Text segment
- - - - - - -

Lecture 23: Cloud OLTP

Let’s start with the hidden assumptions in Aurora

Recall our Cloud Change list from OLAP. What’s different for OLTP?

  1. Delegate components to good-enough subsystems, and their dev and ops teams
    1. Eg storage in S3? No! (why not?)
    2. Eg cluster management in k8s?
  2. Elasticity is available: what shall we use it for and how? Impact of single-master
  3. Need to address global reach and geolatencies.
  4. Lots of shared work across queries/users
  5. Diversity of HW
  6. SLOs. E.g. “best effort” vs “reserved”
  7. Security concerns: Enclaves?
  8. Learn from workloads
  9. IaaS pricing models and impact on design

Many Nice Lessons from the Aurora Paper

Required reading! In fact, so well-written and full of sweet sense that it almost “hides the ball” of its Achilles’ Heel(s)!

BUT, BUT, BUT… it’s a single-master non-serializable design! Sigh.

- - - - - - -

Data shown
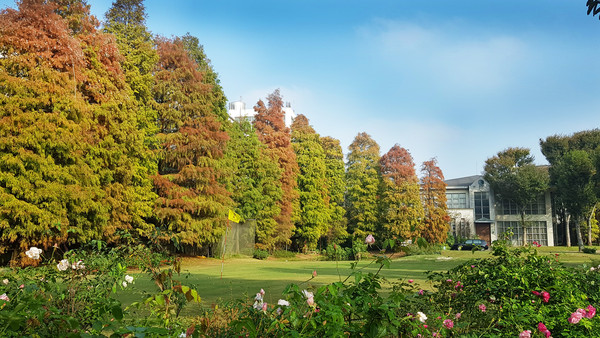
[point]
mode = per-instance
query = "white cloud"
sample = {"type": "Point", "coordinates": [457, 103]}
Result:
{"type": "Point", "coordinates": [453, 59]}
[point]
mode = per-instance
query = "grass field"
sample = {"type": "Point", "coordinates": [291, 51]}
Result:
{"type": "Point", "coordinates": [246, 276]}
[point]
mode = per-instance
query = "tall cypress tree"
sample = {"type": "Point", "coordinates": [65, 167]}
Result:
{"type": "Point", "coordinates": [271, 130]}
{"type": "Point", "coordinates": [362, 186]}
{"type": "Point", "coordinates": [49, 191]}
{"type": "Point", "coordinates": [192, 202]}
{"type": "Point", "coordinates": [401, 208]}
{"type": "Point", "coordinates": [437, 221]}
{"type": "Point", "coordinates": [119, 155]}
{"type": "Point", "coordinates": [312, 184]}
{"type": "Point", "coordinates": [255, 182]}
{"type": "Point", "coordinates": [336, 186]}
{"type": "Point", "coordinates": [126, 20]}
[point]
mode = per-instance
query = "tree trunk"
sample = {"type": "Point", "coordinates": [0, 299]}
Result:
{"type": "Point", "coordinates": [590, 225]}
{"type": "Point", "coordinates": [568, 230]}
{"type": "Point", "coordinates": [578, 233]}
{"type": "Point", "coordinates": [524, 228]}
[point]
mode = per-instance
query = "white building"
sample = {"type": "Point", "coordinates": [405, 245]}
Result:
{"type": "Point", "coordinates": [474, 212]}
{"type": "Point", "coordinates": [238, 111]}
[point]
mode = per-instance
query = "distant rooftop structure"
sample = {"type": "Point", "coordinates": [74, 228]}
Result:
{"type": "Point", "coordinates": [237, 111]}
{"type": "Point", "coordinates": [463, 181]}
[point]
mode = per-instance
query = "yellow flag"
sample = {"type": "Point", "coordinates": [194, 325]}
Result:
{"type": "Point", "coordinates": [234, 217]}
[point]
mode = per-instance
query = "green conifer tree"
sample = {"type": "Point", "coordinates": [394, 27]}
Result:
{"type": "Point", "coordinates": [315, 215]}
{"type": "Point", "coordinates": [401, 209]}
{"type": "Point", "coordinates": [362, 186]}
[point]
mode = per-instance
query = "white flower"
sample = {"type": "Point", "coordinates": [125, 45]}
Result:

- - - - - - -

Things to do
1. Summarize the Cloud OLTP lecture notes in two sentences.
2. Using the Cloud OLTP lecture notes, state whether each statement agrees with them, answering yes or no and quoting the words that decide it.
(a) The notes endorse storage in S3 for OLTP.
(b) The Aurora paper is described as required reading.
(c) Aurora is presented as a serializable design.
The data shown here come from a separate source and are unrelated to the text.

Answers by task
1. The lecture notes revisit the list of cloud changes from OLAP and ask what differs for OLTP, covering delegation to subsystems, elasticity, global reach, shared work, hardware diversity, SLOs, security, learning from workloads, and IaaS pricing. They call the Aurora paper required reading that is full of lessons but note that it is a single-master, non-serializable design.

2.
(a) No: "Eg storage in S3? No! (why not?)"
(b) Yes: "Required reading!"
(c) No: "it’s a single-master non-serializable design!"